[Dataset entries]
/---
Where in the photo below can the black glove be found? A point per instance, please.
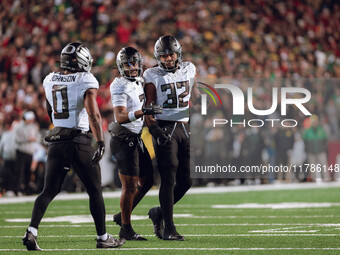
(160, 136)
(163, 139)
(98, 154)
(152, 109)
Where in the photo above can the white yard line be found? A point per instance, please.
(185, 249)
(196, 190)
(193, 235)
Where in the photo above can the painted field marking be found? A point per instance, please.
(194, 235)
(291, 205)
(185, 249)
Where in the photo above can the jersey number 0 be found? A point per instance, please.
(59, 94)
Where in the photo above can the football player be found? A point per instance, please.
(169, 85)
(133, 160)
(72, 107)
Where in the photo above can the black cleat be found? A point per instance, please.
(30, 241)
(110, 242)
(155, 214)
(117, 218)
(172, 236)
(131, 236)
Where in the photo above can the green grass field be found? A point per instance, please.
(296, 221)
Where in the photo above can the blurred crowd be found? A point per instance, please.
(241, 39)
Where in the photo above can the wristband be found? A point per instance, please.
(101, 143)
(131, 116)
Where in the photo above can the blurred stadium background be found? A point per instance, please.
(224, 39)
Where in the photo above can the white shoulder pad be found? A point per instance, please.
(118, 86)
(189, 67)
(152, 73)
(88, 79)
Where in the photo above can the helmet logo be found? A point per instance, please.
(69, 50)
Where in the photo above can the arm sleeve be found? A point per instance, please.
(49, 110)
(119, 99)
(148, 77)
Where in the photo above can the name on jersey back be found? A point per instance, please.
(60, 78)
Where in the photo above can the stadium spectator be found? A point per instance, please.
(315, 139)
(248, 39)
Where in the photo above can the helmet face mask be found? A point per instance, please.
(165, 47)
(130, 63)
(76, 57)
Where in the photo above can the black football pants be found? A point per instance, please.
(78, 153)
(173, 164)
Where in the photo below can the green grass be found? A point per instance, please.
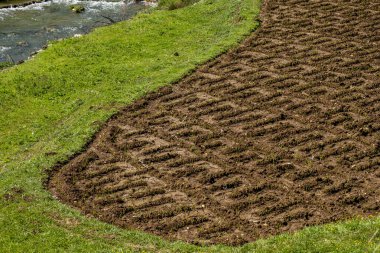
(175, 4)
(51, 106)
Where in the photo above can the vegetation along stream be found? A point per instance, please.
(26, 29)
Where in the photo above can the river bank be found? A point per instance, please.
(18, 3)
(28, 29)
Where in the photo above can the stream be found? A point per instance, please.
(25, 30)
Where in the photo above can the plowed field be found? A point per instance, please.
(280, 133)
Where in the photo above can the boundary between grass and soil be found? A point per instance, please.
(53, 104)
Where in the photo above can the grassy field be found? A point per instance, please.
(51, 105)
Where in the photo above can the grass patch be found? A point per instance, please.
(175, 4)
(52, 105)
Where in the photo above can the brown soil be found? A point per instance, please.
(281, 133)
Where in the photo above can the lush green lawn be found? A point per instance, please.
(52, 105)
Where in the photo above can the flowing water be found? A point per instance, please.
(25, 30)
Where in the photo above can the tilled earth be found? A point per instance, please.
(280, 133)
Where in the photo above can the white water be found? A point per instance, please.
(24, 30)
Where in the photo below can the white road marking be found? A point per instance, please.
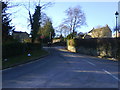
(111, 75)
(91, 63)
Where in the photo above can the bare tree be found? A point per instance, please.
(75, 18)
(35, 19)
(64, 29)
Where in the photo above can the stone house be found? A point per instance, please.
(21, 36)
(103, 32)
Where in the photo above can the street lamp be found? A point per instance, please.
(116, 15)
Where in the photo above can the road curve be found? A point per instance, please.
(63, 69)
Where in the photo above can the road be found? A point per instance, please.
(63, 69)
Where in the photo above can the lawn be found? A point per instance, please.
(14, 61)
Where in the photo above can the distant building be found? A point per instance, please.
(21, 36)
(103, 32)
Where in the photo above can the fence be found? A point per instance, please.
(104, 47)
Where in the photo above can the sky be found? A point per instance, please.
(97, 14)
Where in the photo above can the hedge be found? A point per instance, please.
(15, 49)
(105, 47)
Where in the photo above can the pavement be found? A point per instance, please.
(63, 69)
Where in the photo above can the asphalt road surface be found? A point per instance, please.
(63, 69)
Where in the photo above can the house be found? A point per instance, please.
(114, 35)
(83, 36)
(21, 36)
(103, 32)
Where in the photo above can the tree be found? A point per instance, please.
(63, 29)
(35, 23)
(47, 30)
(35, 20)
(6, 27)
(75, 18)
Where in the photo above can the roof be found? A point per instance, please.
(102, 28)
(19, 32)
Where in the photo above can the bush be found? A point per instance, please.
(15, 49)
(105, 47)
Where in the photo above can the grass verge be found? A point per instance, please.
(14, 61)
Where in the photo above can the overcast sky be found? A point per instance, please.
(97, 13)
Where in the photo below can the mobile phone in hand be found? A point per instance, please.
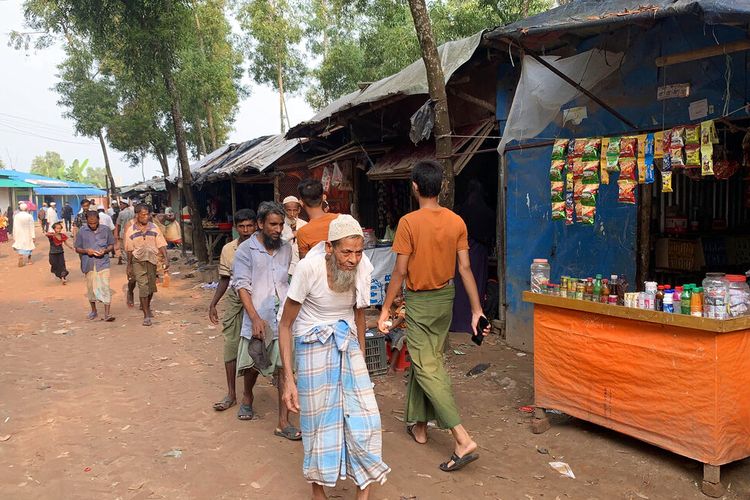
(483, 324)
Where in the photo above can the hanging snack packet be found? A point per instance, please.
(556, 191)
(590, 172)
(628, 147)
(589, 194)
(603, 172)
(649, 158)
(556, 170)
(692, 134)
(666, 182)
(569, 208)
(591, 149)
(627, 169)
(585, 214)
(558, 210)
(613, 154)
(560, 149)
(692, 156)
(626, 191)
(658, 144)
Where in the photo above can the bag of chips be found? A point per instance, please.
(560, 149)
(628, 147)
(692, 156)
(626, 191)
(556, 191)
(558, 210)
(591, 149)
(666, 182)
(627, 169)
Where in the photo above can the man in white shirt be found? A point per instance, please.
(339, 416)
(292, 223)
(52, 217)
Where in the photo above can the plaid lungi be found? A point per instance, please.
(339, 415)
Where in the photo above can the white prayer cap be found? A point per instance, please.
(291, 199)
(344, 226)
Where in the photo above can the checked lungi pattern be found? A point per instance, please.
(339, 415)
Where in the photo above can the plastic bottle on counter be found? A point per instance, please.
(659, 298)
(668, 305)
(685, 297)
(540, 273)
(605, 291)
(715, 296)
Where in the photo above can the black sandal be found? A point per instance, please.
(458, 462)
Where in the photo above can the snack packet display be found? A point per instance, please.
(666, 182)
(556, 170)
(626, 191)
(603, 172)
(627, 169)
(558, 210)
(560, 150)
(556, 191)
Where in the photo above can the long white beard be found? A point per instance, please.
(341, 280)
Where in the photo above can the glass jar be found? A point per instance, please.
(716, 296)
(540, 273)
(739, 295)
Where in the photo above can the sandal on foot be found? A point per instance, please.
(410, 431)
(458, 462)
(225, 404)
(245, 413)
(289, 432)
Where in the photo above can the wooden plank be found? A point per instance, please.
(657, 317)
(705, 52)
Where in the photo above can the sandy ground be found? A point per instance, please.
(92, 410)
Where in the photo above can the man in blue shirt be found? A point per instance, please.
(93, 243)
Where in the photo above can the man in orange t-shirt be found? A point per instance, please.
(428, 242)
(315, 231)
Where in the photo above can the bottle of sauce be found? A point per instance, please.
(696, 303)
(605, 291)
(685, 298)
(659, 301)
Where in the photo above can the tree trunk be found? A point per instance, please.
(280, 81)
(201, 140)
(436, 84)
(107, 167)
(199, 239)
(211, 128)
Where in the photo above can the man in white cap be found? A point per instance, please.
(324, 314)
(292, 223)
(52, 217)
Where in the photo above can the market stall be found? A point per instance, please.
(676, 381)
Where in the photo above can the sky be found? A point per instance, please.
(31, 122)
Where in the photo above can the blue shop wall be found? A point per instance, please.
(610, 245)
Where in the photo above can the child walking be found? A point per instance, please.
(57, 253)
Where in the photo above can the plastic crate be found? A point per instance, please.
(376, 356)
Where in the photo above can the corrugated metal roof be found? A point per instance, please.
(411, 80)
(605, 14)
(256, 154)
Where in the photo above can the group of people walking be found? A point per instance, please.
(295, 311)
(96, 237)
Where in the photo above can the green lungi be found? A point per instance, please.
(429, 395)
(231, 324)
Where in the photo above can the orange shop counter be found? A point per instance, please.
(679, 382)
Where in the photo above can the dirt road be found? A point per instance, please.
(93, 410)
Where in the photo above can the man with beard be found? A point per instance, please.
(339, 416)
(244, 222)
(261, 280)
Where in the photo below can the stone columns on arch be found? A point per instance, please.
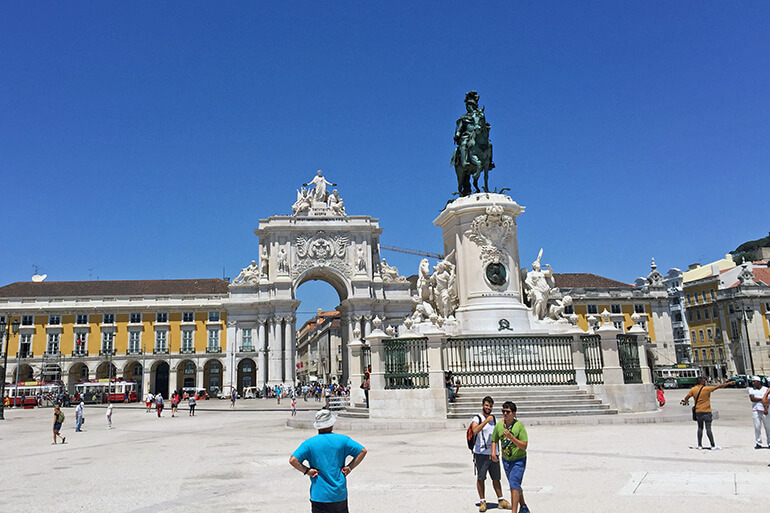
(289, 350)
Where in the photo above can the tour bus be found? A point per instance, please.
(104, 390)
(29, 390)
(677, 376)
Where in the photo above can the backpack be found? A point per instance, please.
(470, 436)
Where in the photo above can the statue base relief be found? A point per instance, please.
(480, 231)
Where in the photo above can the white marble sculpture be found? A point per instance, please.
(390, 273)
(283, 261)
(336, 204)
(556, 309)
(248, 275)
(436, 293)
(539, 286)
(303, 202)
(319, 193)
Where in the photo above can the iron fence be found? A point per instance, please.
\---
WHAT IS REQUIRED.
Only the lines from the one with "Where in the photo below can the stone" through the final line of the data should be written out, exactly and including both ends. Skip the pictures.

TASK OUTPUT.
Where in the photo below can the stone columns on arch be found? A point per instance, please.
(289, 350)
Where in the photo above can the tour bus be found? A point per instance, please.
(104, 390)
(29, 390)
(677, 376)
Where in the photo above can the backpack be found? A point per instance, please.
(470, 436)
Where in the photo above can the statue base relief be found? A point per instance, please.
(480, 231)
Where in the photo above can the white marble sculpture be found? A point per instance, please.
(390, 273)
(283, 261)
(336, 204)
(556, 309)
(248, 275)
(436, 293)
(539, 286)
(303, 202)
(319, 193)
Where in the photo above can the iron fence be found? A point per instance, please.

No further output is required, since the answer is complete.